■ SHORT TASK: Extract each line in the records below that contains the string "woman".

■ SOURCE MATERIAL:
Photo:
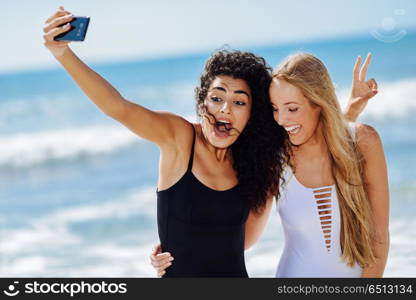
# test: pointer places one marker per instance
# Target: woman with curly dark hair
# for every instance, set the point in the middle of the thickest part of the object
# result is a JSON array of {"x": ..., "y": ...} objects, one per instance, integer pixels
[{"x": 214, "y": 175}]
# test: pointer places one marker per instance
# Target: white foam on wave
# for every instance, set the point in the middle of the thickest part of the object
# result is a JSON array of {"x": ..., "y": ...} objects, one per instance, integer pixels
[
  {"x": 26, "y": 149},
  {"x": 39, "y": 249},
  {"x": 395, "y": 100}
]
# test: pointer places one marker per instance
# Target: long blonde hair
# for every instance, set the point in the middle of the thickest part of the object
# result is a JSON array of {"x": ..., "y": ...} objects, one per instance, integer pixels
[{"x": 310, "y": 75}]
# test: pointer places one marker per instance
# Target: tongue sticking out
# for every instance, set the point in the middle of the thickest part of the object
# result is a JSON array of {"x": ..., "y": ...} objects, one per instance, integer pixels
[{"x": 223, "y": 128}]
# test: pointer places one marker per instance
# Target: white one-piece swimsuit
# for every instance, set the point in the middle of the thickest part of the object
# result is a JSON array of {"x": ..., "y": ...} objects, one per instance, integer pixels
[{"x": 312, "y": 225}]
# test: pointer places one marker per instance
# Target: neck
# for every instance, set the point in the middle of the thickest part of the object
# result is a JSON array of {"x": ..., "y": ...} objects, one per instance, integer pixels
[
  {"x": 221, "y": 154},
  {"x": 313, "y": 148}
]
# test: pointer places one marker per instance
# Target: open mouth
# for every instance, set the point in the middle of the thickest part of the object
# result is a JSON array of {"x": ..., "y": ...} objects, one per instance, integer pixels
[
  {"x": 293, "y": 130},
  {"x": 222, "y": 128}
]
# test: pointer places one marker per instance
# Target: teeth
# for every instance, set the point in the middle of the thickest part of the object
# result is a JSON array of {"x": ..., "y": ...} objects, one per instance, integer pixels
[{"x": 291, "y": 128}]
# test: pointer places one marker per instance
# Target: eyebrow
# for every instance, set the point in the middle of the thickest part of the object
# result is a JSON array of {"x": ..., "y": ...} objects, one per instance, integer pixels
[
  {"x": 290, "y": 102},
  {"x": 235, "y": 92}
]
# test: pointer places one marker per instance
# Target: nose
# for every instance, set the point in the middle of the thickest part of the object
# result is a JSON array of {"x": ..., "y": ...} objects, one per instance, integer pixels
[{"x": 225, "y": 108}]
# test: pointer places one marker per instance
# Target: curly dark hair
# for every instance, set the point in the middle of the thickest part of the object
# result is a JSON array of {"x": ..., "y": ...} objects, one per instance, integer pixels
[{"x": 261, "y": 150}]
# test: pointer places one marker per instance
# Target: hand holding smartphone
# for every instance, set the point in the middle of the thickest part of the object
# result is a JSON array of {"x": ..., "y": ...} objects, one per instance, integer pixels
[{"x": 78, "y": 31}]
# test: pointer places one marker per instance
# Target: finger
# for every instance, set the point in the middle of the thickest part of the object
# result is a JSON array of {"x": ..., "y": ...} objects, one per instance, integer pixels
[
  {"x": 164, "y": 267},
  {"x": 57, "y": 14},
  {"x": 57, "y": 22},
  {"x": 156, "y": 249},
  {"x": 161, "y": 258},
  {"x": 161, "y": 273},
  {"x": 356, "y": 69},
  {"x": 372, "y": 84},
  {"x": 363, "y": 71},
  {"x": 159, "y": 263},
  {"x": 56, "y": 31}
]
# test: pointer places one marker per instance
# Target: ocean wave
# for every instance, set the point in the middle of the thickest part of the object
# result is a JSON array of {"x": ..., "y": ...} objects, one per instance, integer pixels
[
  {"x": 394, "y": 101},
  {"x": 28, "y": 149}
]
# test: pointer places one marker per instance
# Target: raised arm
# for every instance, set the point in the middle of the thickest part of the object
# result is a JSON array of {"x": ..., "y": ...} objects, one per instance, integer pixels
[
  {"x": 255, "y": 224},
  {"x": 158, "y": 127},
  {"x": 377, "y": 187},
  {"x": 362, "y": 90}
]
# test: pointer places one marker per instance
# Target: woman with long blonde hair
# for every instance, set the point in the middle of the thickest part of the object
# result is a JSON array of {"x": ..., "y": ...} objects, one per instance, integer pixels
[
  {"x": 334, "y": 198},
  {"x": 334, "y": 203}
]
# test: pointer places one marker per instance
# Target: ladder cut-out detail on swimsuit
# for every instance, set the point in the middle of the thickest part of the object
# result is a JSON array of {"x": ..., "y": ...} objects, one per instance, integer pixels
[{"x": 323, "y": 198}]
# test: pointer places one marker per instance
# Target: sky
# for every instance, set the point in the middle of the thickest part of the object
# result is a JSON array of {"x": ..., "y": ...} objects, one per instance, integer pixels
[{"x": 136, "y": 29}]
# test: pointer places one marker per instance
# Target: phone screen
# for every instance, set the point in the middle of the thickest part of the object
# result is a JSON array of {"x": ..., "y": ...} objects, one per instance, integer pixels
[{"x": 78, "y": 31}]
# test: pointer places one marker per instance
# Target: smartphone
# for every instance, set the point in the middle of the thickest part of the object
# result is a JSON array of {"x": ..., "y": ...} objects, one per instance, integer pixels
[{"x": 78, "y": 31}]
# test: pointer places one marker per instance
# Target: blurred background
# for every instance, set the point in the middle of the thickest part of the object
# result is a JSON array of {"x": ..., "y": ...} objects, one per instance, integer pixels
[{"x": 78, "y": 190}]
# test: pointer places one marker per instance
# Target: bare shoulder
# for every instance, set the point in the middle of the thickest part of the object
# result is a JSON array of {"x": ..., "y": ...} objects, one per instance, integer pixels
[
  {"x": 368, "y": 138},
  {"x": 182, "y": 129}
]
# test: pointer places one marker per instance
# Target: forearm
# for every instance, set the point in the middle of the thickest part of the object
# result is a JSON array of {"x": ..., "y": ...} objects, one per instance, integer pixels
[
  {"x": 351, "y": 114},
  {"x": 102, "y": 93}
]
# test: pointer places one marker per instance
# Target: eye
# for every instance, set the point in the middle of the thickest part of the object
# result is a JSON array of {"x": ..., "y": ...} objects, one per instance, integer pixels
[{"x": 215, "y": 99}]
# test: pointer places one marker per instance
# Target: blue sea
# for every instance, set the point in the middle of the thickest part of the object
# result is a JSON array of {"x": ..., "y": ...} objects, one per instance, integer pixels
[{"x": 77, "y": 189}]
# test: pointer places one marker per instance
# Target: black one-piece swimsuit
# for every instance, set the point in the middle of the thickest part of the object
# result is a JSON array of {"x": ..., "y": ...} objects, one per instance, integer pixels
[{"x": 202, "y": 228}]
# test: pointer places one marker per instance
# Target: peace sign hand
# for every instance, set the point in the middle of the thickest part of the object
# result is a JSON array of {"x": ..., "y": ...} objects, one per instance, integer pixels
[{"x": 362, "y": 90}]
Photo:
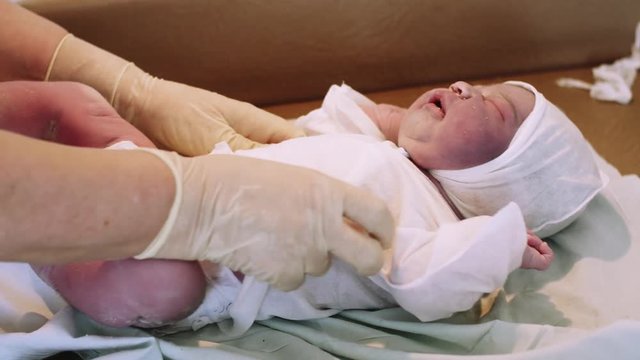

■ SOLUTION TO THE EXERCISE:
# Target: woman with curly dark hair
# Target: woman with long blonde hair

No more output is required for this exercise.